Records from a data source

• • • • •

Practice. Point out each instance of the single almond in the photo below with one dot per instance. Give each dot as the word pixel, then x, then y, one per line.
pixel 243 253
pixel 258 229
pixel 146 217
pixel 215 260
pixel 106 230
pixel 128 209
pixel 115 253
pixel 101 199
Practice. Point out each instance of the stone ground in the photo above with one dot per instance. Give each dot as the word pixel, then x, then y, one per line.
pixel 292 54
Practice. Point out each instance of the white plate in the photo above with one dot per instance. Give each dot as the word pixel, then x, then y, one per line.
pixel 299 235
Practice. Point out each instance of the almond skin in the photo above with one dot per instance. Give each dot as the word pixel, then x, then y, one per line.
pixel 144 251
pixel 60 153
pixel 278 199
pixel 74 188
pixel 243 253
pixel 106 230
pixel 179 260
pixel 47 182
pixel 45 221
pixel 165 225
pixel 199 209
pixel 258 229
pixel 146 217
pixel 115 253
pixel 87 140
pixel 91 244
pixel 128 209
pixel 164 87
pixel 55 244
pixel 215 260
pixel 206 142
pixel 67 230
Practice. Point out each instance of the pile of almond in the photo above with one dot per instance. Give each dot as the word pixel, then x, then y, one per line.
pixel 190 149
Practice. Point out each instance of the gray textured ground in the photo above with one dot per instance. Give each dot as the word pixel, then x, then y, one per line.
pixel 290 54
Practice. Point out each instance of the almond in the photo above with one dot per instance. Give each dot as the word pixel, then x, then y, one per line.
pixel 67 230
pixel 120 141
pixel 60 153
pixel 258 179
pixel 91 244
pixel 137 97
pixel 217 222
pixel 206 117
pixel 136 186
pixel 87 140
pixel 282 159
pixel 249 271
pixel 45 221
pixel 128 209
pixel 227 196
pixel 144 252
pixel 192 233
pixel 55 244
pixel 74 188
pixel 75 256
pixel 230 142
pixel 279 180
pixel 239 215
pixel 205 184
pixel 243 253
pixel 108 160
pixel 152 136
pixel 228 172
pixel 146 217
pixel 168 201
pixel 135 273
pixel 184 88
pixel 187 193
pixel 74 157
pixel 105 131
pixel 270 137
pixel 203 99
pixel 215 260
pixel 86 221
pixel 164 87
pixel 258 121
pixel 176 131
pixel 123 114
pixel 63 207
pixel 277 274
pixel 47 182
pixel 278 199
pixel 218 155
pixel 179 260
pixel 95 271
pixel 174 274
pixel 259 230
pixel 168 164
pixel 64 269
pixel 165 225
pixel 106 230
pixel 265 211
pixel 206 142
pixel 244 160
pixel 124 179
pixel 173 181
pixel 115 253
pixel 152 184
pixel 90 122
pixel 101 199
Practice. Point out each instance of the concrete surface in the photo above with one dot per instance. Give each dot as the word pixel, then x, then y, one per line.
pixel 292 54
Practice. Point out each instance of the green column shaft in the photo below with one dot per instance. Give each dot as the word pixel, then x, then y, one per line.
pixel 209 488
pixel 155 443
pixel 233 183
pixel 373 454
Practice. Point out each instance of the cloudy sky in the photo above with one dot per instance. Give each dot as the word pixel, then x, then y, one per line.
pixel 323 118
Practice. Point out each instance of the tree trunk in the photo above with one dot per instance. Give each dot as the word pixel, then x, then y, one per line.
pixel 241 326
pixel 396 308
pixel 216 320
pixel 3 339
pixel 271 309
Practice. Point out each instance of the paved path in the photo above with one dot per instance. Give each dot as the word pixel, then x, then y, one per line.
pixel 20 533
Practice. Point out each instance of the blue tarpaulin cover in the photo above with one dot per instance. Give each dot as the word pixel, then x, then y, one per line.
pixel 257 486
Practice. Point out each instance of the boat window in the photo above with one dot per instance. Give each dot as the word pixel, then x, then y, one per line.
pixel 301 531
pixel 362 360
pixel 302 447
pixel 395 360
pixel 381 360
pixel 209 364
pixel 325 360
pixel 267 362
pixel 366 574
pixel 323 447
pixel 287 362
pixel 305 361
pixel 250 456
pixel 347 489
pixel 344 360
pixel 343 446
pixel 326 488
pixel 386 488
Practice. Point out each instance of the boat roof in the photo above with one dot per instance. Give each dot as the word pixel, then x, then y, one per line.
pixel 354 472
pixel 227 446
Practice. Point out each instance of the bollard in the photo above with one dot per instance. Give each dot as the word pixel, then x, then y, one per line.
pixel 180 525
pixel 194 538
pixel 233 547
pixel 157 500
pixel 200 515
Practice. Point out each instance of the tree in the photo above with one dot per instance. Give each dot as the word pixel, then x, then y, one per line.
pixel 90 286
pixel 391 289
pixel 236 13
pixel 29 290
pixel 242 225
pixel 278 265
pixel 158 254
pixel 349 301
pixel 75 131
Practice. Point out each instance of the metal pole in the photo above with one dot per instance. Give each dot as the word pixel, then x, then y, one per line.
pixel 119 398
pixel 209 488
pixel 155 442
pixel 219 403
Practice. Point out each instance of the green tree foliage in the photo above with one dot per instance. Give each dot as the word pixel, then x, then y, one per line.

• • • • •

◆ **PROBLEM REQUIREMENTS**
Extract everything from the line containing "Practice. Point out each instance of the tree trunk" down to the line containing "pixel 20 533", both included, and reproduce those lines unchanged.

◆ **RESULT FOR THIS EXERCISE**
Practice. Point out each instance of the tree trunk in the photo above with one dot per instance. Give each dot as the word pixel, then x, then y, one per line.
pixel 241 326
pixel 396 308
pixel 216 320
pixel 3 339
pixel 271 309
Practice. Point out each instance of the paved path in the photo above with one dot per instance. Give each dot as the word pixel, then x, then y, one per line.
pixel 20 533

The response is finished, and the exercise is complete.